Because only the text is wanted, repeat the records below exactly and omit the pictures.

[[ Extracted data, beginning ]]

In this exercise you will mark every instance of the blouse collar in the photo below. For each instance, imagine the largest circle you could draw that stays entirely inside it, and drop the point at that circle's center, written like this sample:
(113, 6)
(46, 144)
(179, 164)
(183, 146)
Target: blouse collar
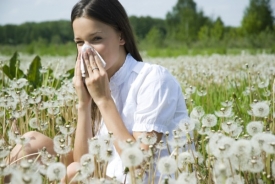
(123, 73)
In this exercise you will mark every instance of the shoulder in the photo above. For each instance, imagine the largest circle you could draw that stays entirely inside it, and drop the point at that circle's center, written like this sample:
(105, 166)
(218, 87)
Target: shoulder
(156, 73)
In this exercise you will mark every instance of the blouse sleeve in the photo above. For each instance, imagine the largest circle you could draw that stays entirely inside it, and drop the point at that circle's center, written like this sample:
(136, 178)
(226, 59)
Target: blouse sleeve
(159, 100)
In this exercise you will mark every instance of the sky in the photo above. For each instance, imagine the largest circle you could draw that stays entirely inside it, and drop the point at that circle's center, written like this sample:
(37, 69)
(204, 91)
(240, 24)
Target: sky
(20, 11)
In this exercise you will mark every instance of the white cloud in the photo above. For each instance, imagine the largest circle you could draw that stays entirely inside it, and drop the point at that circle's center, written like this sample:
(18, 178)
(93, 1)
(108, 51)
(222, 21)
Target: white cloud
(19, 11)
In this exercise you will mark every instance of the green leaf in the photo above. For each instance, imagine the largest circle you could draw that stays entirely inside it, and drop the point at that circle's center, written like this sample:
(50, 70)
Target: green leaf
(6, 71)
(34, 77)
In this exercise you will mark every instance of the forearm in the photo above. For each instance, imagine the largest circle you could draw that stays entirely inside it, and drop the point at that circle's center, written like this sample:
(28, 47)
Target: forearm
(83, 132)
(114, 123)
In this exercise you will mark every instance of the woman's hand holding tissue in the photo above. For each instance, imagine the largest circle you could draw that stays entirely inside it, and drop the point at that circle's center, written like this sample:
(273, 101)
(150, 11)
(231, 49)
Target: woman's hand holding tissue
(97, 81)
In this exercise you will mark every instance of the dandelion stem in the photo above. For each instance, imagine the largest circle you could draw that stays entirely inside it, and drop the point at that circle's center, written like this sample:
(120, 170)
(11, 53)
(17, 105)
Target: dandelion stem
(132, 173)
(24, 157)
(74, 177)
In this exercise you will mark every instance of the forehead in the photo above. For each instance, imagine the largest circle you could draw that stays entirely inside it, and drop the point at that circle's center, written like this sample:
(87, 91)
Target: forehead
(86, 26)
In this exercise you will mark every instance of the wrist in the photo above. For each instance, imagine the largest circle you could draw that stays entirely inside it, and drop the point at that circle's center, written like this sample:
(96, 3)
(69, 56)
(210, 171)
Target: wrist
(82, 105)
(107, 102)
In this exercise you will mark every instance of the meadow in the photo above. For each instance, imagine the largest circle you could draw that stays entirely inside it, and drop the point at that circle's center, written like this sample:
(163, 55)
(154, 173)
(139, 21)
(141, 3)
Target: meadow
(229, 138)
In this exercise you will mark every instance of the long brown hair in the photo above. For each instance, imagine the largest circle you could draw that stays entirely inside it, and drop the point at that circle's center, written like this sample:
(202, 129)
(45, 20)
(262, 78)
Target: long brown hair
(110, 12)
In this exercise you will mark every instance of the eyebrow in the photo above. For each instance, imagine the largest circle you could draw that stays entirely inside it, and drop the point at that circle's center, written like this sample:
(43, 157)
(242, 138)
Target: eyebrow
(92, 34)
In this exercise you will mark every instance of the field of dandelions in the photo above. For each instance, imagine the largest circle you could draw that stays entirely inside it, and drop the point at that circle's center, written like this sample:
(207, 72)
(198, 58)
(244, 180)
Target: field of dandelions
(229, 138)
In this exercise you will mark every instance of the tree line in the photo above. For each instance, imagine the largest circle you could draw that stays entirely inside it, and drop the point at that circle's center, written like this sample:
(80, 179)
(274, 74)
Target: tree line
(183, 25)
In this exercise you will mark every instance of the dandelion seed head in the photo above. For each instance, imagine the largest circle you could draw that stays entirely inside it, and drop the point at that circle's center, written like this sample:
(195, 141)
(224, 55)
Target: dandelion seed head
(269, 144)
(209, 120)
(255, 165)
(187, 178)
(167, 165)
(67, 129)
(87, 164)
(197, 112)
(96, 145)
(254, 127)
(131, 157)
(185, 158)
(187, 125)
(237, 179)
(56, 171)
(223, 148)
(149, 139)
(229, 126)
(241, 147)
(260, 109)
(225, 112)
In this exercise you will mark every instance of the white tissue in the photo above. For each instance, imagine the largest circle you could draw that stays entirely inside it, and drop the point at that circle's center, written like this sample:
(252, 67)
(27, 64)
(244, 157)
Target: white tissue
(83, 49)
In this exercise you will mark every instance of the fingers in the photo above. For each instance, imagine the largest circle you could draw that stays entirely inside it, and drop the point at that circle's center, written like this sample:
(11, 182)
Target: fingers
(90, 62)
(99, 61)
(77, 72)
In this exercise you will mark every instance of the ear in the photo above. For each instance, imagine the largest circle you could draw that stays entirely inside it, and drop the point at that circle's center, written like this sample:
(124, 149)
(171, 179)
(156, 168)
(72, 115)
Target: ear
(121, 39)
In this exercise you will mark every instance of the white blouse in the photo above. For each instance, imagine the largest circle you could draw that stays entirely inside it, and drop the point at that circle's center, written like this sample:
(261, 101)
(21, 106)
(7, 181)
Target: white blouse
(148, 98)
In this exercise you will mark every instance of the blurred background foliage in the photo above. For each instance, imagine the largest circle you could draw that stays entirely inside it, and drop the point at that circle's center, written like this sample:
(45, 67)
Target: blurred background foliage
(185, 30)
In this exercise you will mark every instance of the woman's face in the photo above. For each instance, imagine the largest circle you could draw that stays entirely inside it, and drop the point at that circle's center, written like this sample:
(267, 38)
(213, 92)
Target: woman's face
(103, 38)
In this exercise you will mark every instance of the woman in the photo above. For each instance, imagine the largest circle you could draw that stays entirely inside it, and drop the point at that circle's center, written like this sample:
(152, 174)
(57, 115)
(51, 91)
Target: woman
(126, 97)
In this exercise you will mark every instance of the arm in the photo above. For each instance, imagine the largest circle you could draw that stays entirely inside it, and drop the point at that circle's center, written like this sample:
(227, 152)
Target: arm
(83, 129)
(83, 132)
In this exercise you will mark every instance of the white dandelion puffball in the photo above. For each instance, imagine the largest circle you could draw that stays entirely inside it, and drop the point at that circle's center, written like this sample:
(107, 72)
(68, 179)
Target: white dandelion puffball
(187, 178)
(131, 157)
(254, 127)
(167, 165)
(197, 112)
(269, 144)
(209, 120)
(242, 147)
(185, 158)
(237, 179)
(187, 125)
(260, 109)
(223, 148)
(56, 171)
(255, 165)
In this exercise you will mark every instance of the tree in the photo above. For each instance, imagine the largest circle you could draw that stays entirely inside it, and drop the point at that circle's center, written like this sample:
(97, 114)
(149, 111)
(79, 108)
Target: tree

[[ Extracted data, end ]]

(Solved problem):
In this exercise you will mark every instance of the blouse collar in the photo below. For each instance, imagine the largest circle you could draw that stays entirely inside it, and drop the point at that circle's center, written like this sample:
(113, 6)
(46, 144)
(179, 164)
(183, 146)
Target: blouse collar
(123, 73)
In this exercise you will mark every instance of the shoulder in the photo above. For each instance, imagine the largest circle you could draw that stays entirely inside it, and drop the point at that circle's center, written like this sample:
(105, 166)
(218, 87)
Target: shoulder
(156, 73)
In this exercise you will mark every instance of the blouse sleeve in the photo above. For each instance, imagine the largest circle you could draw that stays entirely inside it, and drop the point at that circle's center, written like this sample:
(136, 178)
(226, 59)
Target: blouse sleeve
(159, 100)
In this exercise you will mark every instance of the sky in the photo above. For each instance, imagine the largest circle you could draw that stays entirely inside it, and drop the point at that circle's center, written like this sample:
(37, 69)
(204, 91)
(240, 24)
Target: sky
(20, 11)
In this exercise you will mark every instance of the white cloud in the photo above. For each instance, imagine the largest circle you could draw that stays entirely inside it, and drop the point at that circle's center, written like this sample:
(18, 178)
(93, 1)
(108, 51)
(222, 21)
Target: white cloud
(19, 11)
In this exercise you will mark every instance of the green leaf in the photo above. For each instance, imagine the largest circle you could draw that stays entirely inside it, and drop the point at that circle's center, written like this sample:
(50, 70)
Target: green leaf
(6, 71)
(34, 77)
In this exercise you will mark every instance of the forearm in the photo above. For each instance, imagine the largest circle you could draw that stays entirely inside it, and drop the point at that circle's center, written like this sample:
(28, 47)
Target: forearm
(83, 132)
(114, 123)
In this exercise you will mark every instance of the woman's hand holding tissue in the photo above. For each instance, imagine the largest circle you could draw that stays entirely inside it, and drop the point at that circle's center, written like this sample:
(273, 101)
(150, 11)
(231, 49)
Target: woman's hand holding tissue
(97, 81)
In this exercise you will mark every instance of the dandelion stem in the photo above. For each instance, imagine the largest circle you could draw that stays entirely inside it, and drop the point at that circle's center, written like this sample:
(120, 170)
(11, 53)
(17, 105)
Target: dandelion stem
(132, 173)
(24, 157)
(74, 177)
In this exercise you will mark every instance of the forehead in the photo above. For each instance, imagine the largest circle you could draw that stays entirely inside it, and drop the point at that circle's center, written like this sample:
(87, 91)
Target: forehead
(86, 26)
In this exercise you will mark every instance of the wrist in the photo above. For each instance, imagine the largest circle you could draw that stays entirely inside it, and drop the point at that circle's center, written like this sample:
(96, 3)
(69, 56)
(210, 171)
Target: wrist
(82, 105)
(107, 102)
In this exercise you will mark every instance of the meadow in the photo above. For each instance, imagine the largest circle you could draw that stays entirely inside it, and drop the point at that circle's center, written like this sample:
(163, 55)
(154, 173)
(139, 21)
(141, 3)
Target: meadow
(229, 138)
In this exercise you will mark every instance of the long brown hair in the photo above. For each instance, imagine the largest circle you could draw that stays entirely inside it, and drop the point at that circle's center, written like this sample:
(202, 129)
(45, 20)
(262, 78)
Target: long brown hair
(110, 12)
In this exercise you will mark every instance of the eyebrow in the photo above. For each instance, imagine the largest circle you could draw that stays entirely inside it, and drop the point at that circle's center, written like this sample:
(43, 157)
(242, 138)
Target: eyebrow
(92, 34)
In this exercise you will mark every instance of the field of dandelions in the photo above. For each instance, imagine the largest circle you could draw that stays entirely inside it, and drop the point at that circle's center, written like this sample:
(207, 72)
(198, 58)
(244, 180)
Target: field of dandelions
(229, 138)
In this exercise you will mark every instance of the tree line in the photo above. For each instance, imagine the largest circle you could draw that stays entirely inside it, and drop the point at that circle's center, written like this sample:
(80, 179)
(274, 74)
Target: tree line
(183, 25)
In this exercise you will mark every instance of the dandelion seed head in the photo above. For each instance, imagine the largest circle you could draw that stays entirely inside it, and drop the point at that circle's center, written like this sample:
(195, 141)
(224, 55)
Target: dandelion seed head
(269, 144)
(209, 120)
(255, 165)
(187, 178)
(167, 165)
(67, 129)
(87, 164)
(197, 112)
(96, 145)
(254, 127)
(131, 157)
(185, 158)
(187, 125)
(237, 179)
(56, 171)
(223, 148)
(149, 139)
(229, 126)
(241, 147)
(260, 109)
(225, 112)
In this exercise you will mark every instance of the white tissue in the photo above. For each instance, imagine the largest circle you could draw that stays entirely inside it, and drop the point at that circle's center, written like this sample:
(252, 67)
(27, 64)
(244, 157)
Target: white tissue
(83, 49)
In this exercise you will mark every instance of the fingers in the photo above. For each instance, imagine the largest circle you could draw that stays entirely inside it, and drop the point at that circle's center, written like this sample:
(11, 182)
Target: fingers
(90, 62)
(99, 61)
(77, 72)
In this exercise you will mark every instance of the ear in the photo above. For each instance, imagine the largest circle you could draw that stays entirely inside it, and drop the point at that circle's center, written like this sample:
(124, 149)
(171, 179)
(156, 168)
(72, 115)
Target: ear
(121, 39)
In this exercise you will mark every instance of the white blouse in the photo above. For each instance, imagine the largest circle you could draw that stays entirely inside it, and drop the point at that circle's center, written like this sample:
(261, 101)
(21, 106)
(7, 181)
Target: white blouse
(148, 98)
In this exercise you will mark every instance of the blurred background foliage in the photo above. For each instance, imagine the largest circle you could draw that stays entirely inside it, and drop the point at that circle's center, written like this sample:
(45, 67)
Target: blurred background foliage
(185, 30)
In this exercise you will mark every instance of the woman's face in the photo above. For each instance, imagine the largest circle you could draw that stays entirely inside it, and drop the point at that circle's center, written like this sample:
(267, 38)
(213, 92)
Target: woman's face
(103, 38)
In this exercise you will mark every instance of the woman in the photo above. For each instance, imagine the largest circle you could draw that stays entirely inside it, and drop the point at that circle's center, written like this sample:
(152, 174)
(57, 115)
(51, 91)
Target: woman
(126, 97)
In this exercise you will mark every instance of the arm in the photo above. For each instance, imagine the largest circle you could draw that stays entirely inside it, and drop the point at that circle's center, written like this sample:
(227, 152)
Target: arm
(83, 129)
(83, 132)
In this exercise you will mark every instance of the white dandelion puffball in the photo above. For each instance, imagine the largest circle you could draw that stays entirely inside it, and drop the point at that circle's center, written like this sample:
(107, 72)
(68, 179)
Target: white dandelion puffball
(187, 178)
(131, 157)
(254, 127)
(167, 165)
(197, 112)
(269, 144)
(209, 120)
(242, 147)
(185, 158)
(237, 179)
(187, 125)
(260, 109)
(223, 148)
(56, 171)
(255, 165)
In this exercise you will mark every instance of the tree in the photo above. For each instance, imagine the largest circle you could draw that stays entirely inside it, and drop the point at that circle's center, written like this sample:
(97, 114)
(149, 111)
(79, 108)
Target: tree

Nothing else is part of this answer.